[Problem to solve]: Keep the pictures out and restate every record exactly.

[Task material]:
== Segment start ==

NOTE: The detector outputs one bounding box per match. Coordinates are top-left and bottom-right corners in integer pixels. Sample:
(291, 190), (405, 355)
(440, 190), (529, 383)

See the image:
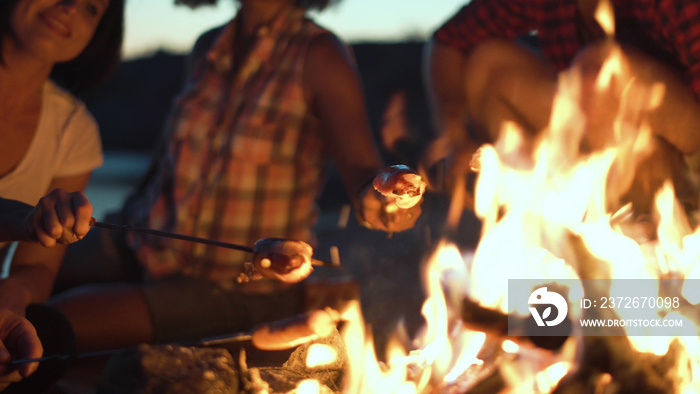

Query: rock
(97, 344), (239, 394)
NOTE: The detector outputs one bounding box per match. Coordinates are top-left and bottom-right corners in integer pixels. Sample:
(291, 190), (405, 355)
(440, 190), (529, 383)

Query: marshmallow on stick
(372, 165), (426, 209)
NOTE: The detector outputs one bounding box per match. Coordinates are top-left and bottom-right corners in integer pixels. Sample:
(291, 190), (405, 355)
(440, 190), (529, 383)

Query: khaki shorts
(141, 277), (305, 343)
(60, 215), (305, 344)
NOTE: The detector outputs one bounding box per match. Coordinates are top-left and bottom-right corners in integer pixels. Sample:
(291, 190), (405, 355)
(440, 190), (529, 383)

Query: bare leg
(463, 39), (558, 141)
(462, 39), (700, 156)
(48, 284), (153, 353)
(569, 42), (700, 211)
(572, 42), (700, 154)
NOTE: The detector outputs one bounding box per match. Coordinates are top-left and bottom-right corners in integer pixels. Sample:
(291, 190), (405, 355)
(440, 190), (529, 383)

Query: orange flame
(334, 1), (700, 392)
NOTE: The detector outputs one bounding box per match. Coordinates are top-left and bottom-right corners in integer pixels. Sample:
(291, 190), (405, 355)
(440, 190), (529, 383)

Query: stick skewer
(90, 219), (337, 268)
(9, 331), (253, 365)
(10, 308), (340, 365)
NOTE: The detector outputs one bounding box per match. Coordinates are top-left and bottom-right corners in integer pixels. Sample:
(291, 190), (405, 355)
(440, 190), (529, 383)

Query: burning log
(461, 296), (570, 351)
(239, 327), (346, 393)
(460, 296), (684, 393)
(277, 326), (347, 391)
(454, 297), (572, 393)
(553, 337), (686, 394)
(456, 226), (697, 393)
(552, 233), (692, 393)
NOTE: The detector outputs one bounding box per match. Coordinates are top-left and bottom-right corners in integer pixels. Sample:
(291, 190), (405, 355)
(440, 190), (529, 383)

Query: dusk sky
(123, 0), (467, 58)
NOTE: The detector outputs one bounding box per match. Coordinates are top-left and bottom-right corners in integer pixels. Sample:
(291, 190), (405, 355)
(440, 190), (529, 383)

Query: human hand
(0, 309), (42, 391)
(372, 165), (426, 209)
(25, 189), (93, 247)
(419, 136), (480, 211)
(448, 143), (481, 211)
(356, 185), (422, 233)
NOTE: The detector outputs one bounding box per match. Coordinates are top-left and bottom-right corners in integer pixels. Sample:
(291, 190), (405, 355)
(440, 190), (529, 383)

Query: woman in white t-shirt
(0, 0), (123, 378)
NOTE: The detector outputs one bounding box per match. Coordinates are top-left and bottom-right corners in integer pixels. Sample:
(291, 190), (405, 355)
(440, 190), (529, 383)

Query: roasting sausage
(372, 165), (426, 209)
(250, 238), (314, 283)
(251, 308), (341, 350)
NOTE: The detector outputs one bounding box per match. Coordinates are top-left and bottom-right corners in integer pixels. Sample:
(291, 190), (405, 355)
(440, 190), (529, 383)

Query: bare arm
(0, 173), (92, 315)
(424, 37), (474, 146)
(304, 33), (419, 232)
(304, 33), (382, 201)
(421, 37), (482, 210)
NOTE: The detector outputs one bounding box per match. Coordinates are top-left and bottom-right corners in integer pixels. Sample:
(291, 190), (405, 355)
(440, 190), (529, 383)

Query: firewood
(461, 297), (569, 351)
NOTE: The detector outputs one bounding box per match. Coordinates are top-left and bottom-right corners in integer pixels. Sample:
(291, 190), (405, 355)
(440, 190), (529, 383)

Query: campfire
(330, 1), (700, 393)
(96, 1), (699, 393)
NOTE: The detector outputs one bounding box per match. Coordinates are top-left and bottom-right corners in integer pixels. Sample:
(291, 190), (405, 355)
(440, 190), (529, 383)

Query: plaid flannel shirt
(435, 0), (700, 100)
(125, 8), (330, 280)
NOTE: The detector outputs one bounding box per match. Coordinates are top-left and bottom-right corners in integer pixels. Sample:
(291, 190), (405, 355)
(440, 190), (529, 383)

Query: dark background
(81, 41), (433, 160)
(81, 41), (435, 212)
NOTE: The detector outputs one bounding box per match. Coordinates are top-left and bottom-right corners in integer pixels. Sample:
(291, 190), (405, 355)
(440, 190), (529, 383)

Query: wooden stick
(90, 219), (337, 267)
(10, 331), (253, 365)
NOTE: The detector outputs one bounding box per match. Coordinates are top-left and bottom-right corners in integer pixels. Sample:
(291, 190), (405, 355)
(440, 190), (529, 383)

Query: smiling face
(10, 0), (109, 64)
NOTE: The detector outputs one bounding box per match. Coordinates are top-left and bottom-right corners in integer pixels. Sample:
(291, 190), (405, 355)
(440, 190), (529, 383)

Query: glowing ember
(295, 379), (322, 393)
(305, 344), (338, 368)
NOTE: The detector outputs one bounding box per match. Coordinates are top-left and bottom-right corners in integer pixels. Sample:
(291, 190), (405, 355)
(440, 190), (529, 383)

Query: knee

== Segment end ==

[Exercise answer]:
NOTE: The detector outputs one bounding box per match. Coordinates are top-left and bottom-right corners in integer pixels. Sample:
(291, 190), (405, 355)
(440, 190), (529, 383)

See the image:

Query: rock
(97, 344), (239, 394)
NOTE: The detector outputs one bounding box per match. Coordinates are top-left and bottom-right corners in integer pixels. Sample:
(291, 190), (405, 355)
(440, 190), (529, 383)

Query: marshmallow on stick
(372, 165), (426, 209)
NOTE: The detector outputs one bounding box per match. Coordinates are top-left and bottom-right corners in integer pixels. Sample:
(291, 190), (405, 355)
(440, 190), (529, 383)

Query: khaki shorts
(141, 277), (305, 343)
(60, 215), (305, 344)
NOTE: The detector outputs one bounding box per match. Coordinates are top-left and bottom-right corners in integer pixels. Sample:
(291, 190), (405, 355)
(440, 190), (529, 383)

Query: bare leg
(463, 39), (558, 141)
(462, 39), (700, 156)
(48, 284), (153, 353)
(569, 42), (700, 211)
(572, 42), (700, 154)
NOTE: The detector outputs one bounding box per match. Coordinates are top-left and bottom-right corners in integer pixels. Sample:
(291, 190), (405, 355)
(440, 190), (529, 383)

Query: orange flame
(334, 1), (700, 392)
NOTE: The detector outputs one bounding box per match. Coordinates are top-left and bottom-right corners in integer pixels. Sample:
(291, 190), (405, 355)
(440, 190), (529, 383)

Query: stick skewer
(90, 219), (337, 268)
(9, 331), (253, 365)
(10, 308), (340, 365)
NOTE: The detector outputs one bounding box per match. Coordinates are top-left and bottom-right corners in integer pixels. Sample:
(291, 190), (405, 355)
(440, 190), (529, 383)

Query: burning log
(461, 296), (570, 351)
(239, 327), (346, 393)
(460, 296), (684, 393)
(277, 326), (347, 391)
(454, 297), (572, 393)
(553, 337), (686, 394)
(456, 226), (697, 393)
(552, 233), (692, 393)
NOTE: The detector outputs one bounding box per match. Coordinates are top-left and bottom-right corners in integer pixels. Sample:
(291, 190), (405, 355)
(440, 190), (529, 383)

Query: dusk sky
(123, 0), (467, 58)
NOTE: The detector outputs one bounding box per match. Coordinates are top-left and bottom-right corners in integer pixels. Sample:
(291, 190), (405, 355)
(440, 190), (529, 383)

Query: human hand
(0, 309), (42, 391)
(372, 165), (426, 209)
(25, 189), (93, 247)
(419, 136), (480, 211)
(448, 143), (481, 211)
(356, 185), (422, 233)
NOTE: The detector outputs one bounding box per match. Coordinates are top-left and bottom-right corners in integer pixels. Sample:
(291, 190), (405, 355)
(440, 190), (529, 383)

Query: woman in white t-shirt
(0, 0), (123, 378)
NOTE: The detector outputs one bounding box per match. Coordinates are top-left and bottom-right corners in integer pixels. Sample:
(291, 190), (405, 355)
(440, 190), (529, 383)

Query: roasting sausage
(372, 165), (426, 209)
(250, 238), (314, 283)
(251, 308), (341, 350)
NOTE: The detector outputs one bounding box per match. Coordinates are top-left and bottom-right corners in integer pixels. Sample:
(291, 190), (405, 355)
(440, 190), (529, 383)

Query: bare arm
(0, 173), (92, 315)
(424, 37), (474, 146)
(304, 33), (419, 232)
(304, 33), (382, 201)
(421, 37), (482, 210)
NOTE: The detector outputs one bounding box per match. Coordinates are top-left and bottom-right corners in integer pixels. Sample:
(291, 190), (405, 355)
(440, 190), (529, 383)

Query: firewood
(461, 297), (569, 351)
NOTE: The detector outputs one bounding box per match. Coordinates are top-left and bottom-right corners in integer pixels. Sample:
(291, 190), (405, 355)
(440, 190), (529, 383)

Query: campfire
(330, 1), (700, 393)
(96, 1), (699, 393)
NOTE: The detector outputs one bounding box per match. Coordinates are top-left and bottom-right corners in integer pixels. Sample:
(291, 190), (405, 355)
(440, 190), (529, 383)

Query: plaid flannel shirt
(435, 0), (700, 100)
(125, 8), (330, 280)
NOTE: The detector outputs one bounding box per match. Coordinates are top-left and bottom-right corners in integer pixels. Sample:
(291, 190), (405, 355)
(440, 190), (529, 383)

Query: dark background
(81, 41), (433, 160)
(81, 41), (435, 212)
NOTE: The detector outputs one bounding box per match. Coordinates are top-left and bottom-right corners in integer pixels. Sample:
(291, 190), (405, 355)
(440, 190), (529, 383)

Query: wooden stick
(90, 219), (337, 267)
(10, 331), (253, 365)
NOTE: The detector outputs one bounding box per match. Coordinates are top-left and bottom-right corners in integer pixels. Sample:
(291, 190), (405, 355)
(440, 190), (529, 383)

Query: smiling face
(10, 0), (109, 64)
NOTE: The detector outputs one bounding box per match. Coordinates are top-left and bottom-right corners in integer pixels. Sample:
(291, 190), (405, 355)
(440, 190), (529, 383)

Query: glowing ember
(295, 379), (322, 393)
(305, 344), (338, 368)
NOTE: The detector outputs one bounding box per match. Coordinates are top-left and bottom-right corners in integer pixels. Sample:
(291, 190), (405, 355)
(440, 190), (529, 383)

Query: knee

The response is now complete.